Estratto della pagina:
□ □ □ □

ACTA APOSTATICAE SEDIS : come, cambiando un po' qua e un po' la, si può cambiare tutto...

giovedì 11 luglio 2013

Tradizione non tradita

“Il termine «tradizione», sotto il punto di vista che ci po­niamo - mettere in luce l’ampiezza che ha a disposizione un chierico piuttosto che un artista per esprimere nel proprio ambito di chierico o di artista nella più abbagliante e imme­diata bellezza una certa verità da trasmettere —, è ricco di una ricchezza inaspettata e davvero esuberante; il termine «tra­dizione», che i relativisti vogliono vedere irrimediabilmente appesantito da ragnatele e archeologismi pietrificanti, è, al­l’opposto, un termine ridondante vita in quantità insospetta­ta, è un termine in verità progrediente al massimo.
Cominciamo col dire che «tradizione» è parola che, dal la­tino tradere, sta a significare in prima istanza non già qualco­sa di fisso, fermo e stantio, ma uno spostamento, una varia­zione, una dinamica, un moto: il moto di dare, consegnare, affidare, trasmettere, tramandare qualcosa, dunque un moto necessariamente intelligente che ha per oggetto la conoscen­za o ciò che attiene alla conoscenza: «tradizione è il vivo ri­portarsi — scrive il Moschetti in Enciclopedia filosofica — 20 di tutto il passato di una cultura, o di singoli settori di essa, o di un popolo, o in genere di una comunità, nel suo presente, nel quale soltanto — si noti bene — tale passato esiste ancora».

□ □ □ □

Esercizio: Stampa senza modifiche la parte dell'estratto della pagina compresa tra «Tradizione non tradita» e «progrediente al massimo.», estremi inclusi. Questi dati non hanno alcun rapporto con l'estratto della pagina.

[Record archiviati]

□ □ □ □

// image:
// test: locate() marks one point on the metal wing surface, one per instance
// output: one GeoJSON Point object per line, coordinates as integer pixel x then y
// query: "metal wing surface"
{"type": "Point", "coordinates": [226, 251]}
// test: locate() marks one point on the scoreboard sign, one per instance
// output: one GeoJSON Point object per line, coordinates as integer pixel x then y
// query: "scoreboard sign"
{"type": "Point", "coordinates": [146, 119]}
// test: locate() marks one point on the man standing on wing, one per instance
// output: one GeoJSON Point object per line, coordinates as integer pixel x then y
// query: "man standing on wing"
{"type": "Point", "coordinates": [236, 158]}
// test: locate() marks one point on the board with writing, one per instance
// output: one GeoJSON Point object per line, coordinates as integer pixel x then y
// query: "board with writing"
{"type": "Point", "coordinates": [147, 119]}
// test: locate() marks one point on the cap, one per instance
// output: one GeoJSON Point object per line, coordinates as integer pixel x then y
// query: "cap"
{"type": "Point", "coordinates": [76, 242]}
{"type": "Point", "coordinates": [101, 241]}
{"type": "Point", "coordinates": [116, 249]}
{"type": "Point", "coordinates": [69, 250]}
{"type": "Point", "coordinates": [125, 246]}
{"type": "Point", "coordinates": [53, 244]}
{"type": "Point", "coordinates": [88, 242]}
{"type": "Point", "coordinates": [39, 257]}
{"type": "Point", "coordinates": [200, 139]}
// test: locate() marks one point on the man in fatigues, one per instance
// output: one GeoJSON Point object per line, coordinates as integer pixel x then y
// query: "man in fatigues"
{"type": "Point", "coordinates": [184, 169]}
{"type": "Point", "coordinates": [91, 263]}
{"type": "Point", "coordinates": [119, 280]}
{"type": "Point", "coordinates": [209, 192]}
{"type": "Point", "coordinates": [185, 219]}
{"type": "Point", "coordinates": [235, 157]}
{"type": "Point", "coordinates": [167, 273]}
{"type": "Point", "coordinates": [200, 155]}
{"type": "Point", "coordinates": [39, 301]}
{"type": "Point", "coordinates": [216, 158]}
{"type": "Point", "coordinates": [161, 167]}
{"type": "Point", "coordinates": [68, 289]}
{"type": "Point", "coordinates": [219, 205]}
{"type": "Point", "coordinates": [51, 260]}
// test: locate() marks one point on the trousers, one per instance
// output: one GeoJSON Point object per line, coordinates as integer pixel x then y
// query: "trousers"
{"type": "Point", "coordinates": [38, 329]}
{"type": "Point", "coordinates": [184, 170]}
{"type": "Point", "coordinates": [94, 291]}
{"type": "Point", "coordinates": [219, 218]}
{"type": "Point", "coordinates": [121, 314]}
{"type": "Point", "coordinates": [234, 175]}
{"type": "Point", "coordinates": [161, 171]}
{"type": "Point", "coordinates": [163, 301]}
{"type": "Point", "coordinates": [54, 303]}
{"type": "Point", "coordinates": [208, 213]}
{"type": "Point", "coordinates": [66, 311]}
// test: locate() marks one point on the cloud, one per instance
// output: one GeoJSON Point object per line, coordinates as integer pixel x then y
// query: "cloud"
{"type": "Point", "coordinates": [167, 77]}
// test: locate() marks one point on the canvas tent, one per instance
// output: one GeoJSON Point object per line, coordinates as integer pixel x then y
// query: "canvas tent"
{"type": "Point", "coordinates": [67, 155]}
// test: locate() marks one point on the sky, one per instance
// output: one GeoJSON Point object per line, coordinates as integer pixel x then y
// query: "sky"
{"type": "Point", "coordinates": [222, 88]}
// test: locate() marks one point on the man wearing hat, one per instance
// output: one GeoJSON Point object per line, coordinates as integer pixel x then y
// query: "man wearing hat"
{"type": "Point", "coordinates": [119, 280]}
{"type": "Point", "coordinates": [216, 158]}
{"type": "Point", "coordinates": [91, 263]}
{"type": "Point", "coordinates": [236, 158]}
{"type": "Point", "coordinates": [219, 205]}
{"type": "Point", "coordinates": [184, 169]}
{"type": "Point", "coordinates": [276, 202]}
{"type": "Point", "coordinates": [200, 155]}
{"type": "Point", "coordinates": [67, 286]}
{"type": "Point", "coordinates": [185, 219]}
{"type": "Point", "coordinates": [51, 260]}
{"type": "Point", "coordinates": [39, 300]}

□ □ □ □

Risposta completa:
Tradizione non tradita

“Il termine «tradizione», sotto il punto di vista che ci po­niamo - mettere in luce l’ampiezza che ha a disposizione un chierico piuttosto che un artista per esprimere nel proprio ambito di chierico o di artista nella più abbagliante e imme­diata bellezza una certa verità da trasmettere —, è ricco di una ricchezza inaspettata e davvero esuberante; il termine «tra­dizione», che i relativisti vogliono vedere irrimediabilmente appesantito da ragnatele e archeologismi pietrificanti, è, al­l’opposto, un termine ridondante vita in quantità insospetta­ta, è un termine in verità progrediente al massimo.